### [SELECTED EXTRACT]

Security and Permissions - Amazon SageMaker

Security and Permissions

When you query data from Athena or Amazon Redshift, the queried dataset is automatically stored in the default SageMaker S3 bucket for the AWS Region in which you are using Studio. Additionally, when you export a Jupyter Notebook from Amazon SageMaker Data Wrangler and run it, your data flows, or .flow files, are saved to the same default bucket, under the prefix data_wrangler_flows.

For high-level security needs, you can configure a bucket policy that restricts the AWS roles that have access to this default SageMaker S3 bucket. Use the following section to add this type of policy to an S3 bucket. To follow the instructions on this page, use the AWS Command Line Interface (AWS CLI). To learn how, see Configuring the AWS CLI in the IAM User Guide.

Additionally, you need to grant each IAM role that uses Data Wrangler permissions to access required resources. If you do not require granular permissions for the IAM role you use to access Data Wrangler, you can add the IAM managed policy, AmazonSageMakerFullAccess, to an IAM role that you use to create your Studio user. This policy grants you full permission to use Data Wrangler. If you require more granular permissions, refer to the section, Grant an IAM Role Permission to Use Data Wrangler.

Add a Bucket Policy To Restrict Access to Datasets Imported to Data Wrangler

You can add a policy to the S3 bucket that contains your Data Wrangler resources using an Amazon S3 bucket policy. Resources that Data Wrangler uploads to your default SageMaker S3 bucket in the AWS Region you are using Studio in include the following:

  • Queried Amazon Redshift results. These are stored under the redshift/ prefix.

  • Queried Athena results. These are stored under the athena/ prefix.

  • The .flow files uploaded to Amazon S3 when you run an exported Jupyter Notebook Data Wrangler produces. These are stored under the data_wrangler_flows/ prefix.

Use the following procedure to create an S3 bucket policy that you can add to restrict IAM role access to that bucket. To learn how to add a policy to an S3 bucket, see How do I add an S3 Bucket policy?.

To set up a bucket policy on the S3 bucket that stores your Data Wrangler resources:

  1. Configure one or more IAM roles that you want to be able to access Data Wrangler.

  2. Open a command prompt or shell. For each role that you create, replace role-name with the name of the role and run the following:

    $ aws iam get-role --role-name role-name

    In the response, you'll see a RoleId string which begins will AROA. Copy this string.

### [THINGS TO DO]
1. Set down verbatim the portion of the SageMaker security passage that opens with the words containing "When you query" and closes with "the prefix data_wrangler_flows.".
2. Write the next part of the SageMaker security passage, continuing from its final sentence.

### [INFORMATION SUPPLIED]
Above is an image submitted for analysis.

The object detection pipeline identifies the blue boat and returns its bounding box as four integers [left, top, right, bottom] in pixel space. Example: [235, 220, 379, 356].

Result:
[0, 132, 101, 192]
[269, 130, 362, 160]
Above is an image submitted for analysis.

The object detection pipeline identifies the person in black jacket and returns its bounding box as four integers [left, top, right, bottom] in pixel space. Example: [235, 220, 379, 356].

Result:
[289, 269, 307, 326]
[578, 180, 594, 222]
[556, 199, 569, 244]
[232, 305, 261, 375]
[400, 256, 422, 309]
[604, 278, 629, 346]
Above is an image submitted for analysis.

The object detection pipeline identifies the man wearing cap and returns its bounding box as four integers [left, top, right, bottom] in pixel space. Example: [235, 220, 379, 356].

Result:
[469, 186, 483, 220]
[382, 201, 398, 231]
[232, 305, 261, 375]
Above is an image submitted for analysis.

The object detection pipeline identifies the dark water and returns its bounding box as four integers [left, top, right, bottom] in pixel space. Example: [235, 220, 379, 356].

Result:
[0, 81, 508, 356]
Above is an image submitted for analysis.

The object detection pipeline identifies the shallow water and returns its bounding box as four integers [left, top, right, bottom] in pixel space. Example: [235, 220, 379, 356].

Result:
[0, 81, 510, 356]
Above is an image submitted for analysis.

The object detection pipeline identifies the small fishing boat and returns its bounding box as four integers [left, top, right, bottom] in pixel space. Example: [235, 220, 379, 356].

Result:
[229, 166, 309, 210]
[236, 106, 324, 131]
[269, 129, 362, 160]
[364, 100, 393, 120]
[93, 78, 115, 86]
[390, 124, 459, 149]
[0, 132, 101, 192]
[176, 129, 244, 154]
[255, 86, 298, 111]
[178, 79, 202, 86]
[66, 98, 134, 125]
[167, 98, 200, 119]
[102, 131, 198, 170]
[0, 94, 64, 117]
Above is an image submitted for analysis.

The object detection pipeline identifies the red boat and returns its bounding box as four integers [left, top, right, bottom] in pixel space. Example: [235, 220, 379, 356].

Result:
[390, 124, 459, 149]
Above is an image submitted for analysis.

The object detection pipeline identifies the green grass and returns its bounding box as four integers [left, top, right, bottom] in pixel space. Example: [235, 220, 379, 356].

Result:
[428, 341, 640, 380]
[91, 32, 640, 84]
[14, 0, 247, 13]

### [EXPECTED OUTPUTS]
1.
When you query data from Athena or Amazon Redshift, the queried dataset is automatically stored in the default SageMaker S3 bucket for the AWS Region in which you are using Studio. Additionally, when you export a Jupyter Notebook from Amazon SageMaker Data Wrangler and run it, your data flows, or .flow files, are saved to the same default bucket, under the prefix data_wrangler_flows.

2.
  3. Add the following policy to the SageMaker default bucket in the AWS Region in which you are using Data Wrangler. Replace region with the AWS Region in which the bucket is located, and account-id with your AWS account ID. Replace userIds starting with AROAEXAMPLEID with the IDs of an AWS roles to which you want to grant permission to use Data Wrangler.

    { "Version": "2012-10-17", "Statement": [ { "Effect": "Deny", "Principal": "*", "Action": "s3:*", "Resource": [ "arn:aws:s3:::sagemaker-region-account-id/data_wrangler_flows/", "arn:aws:s3:::sagemaker-region-account-id/data_wrangler_flows/*", "arn:aws:s3:::sagemaker-region-account-id/athena", "arn:aws:s3:::sagemaker-region-account-id/athena/*", "arn:aws:s3:::sagemaker-region-account-id/redshift", "arn:aws:s3:::sagemaker-region-account-id/redshift/*" ], "Condition": { "StringNotLike": { "aws:userId": [ "AROAEXAMPLEID_1:*", "AROAEXAMPLEID_2:*" ] } } } ] }

Grant an IAM Role Permission to Use Data Wrangler

You can grant an IAM role permission to use Data Wrangler with the general IAM managed policy, AmazonSageMakerFullAccess. This is a general policy that includes permissions required to use all SageMaker services. This policy grants an IAM role full access to Data Wrangler. You should be aware of the following when using AmazonSageMakerFullAccess to grant access to Data Wrangler:

  • If you import data from Amazon Redshift, the Database User name must have the prefix sagemaker_access.

  • This managed policy only grants permission to access buckets with one of the following in the name: SageMaker, SageMaker, sagemaker, or aws-glue. If want to use Data Wrangler to import from an S3 bucket without these phrases in the name, refer to the last section on this page to learn how to grant permission to an IAM entity to access your S3 buckets.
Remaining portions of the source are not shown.